■ **Task to carry out**: What lines of the data include the string "wheel"? Copy them all.

■ **Record extracts**:
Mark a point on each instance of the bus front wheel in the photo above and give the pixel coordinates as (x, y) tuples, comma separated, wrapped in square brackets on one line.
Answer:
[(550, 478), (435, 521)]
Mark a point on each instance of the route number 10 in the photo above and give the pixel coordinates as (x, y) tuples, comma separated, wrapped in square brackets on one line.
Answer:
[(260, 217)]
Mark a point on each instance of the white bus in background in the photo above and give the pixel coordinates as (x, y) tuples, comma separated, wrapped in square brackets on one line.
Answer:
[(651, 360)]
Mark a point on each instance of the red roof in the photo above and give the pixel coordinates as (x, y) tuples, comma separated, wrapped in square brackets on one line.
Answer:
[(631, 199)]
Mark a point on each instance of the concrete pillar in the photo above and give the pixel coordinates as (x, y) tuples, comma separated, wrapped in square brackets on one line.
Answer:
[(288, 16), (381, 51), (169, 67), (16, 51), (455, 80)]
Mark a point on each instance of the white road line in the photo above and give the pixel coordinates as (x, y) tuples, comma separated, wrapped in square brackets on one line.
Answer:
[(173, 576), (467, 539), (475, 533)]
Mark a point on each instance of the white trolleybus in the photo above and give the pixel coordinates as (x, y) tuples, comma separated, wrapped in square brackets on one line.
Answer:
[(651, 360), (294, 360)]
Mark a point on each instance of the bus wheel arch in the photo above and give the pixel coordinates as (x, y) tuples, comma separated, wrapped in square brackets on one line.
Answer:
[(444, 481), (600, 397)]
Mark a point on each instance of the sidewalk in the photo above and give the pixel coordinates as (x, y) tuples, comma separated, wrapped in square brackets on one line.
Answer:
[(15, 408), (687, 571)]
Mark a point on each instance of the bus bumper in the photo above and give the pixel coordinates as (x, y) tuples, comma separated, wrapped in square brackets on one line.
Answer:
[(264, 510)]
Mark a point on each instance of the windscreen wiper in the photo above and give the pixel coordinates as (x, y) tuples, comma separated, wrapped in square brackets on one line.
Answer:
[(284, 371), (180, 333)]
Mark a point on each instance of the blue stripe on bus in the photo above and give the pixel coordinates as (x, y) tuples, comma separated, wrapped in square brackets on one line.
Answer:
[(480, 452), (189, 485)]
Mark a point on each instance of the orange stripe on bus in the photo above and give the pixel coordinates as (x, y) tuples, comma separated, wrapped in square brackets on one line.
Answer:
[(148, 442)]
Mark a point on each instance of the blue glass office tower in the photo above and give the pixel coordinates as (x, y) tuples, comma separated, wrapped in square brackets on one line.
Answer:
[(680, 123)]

■ **Response area**:
Mark a point on each instance of the bus front wheel in the photo above and give the pixel coordinates as (x, y) tuples, comma separated, wrapped in square brackets on one line.
Mark a point on each instance of the bus wheel arch in the photo above and give the pixel coordinates as (x, y) tuples, comma separated, wrapped in square brackets on one line.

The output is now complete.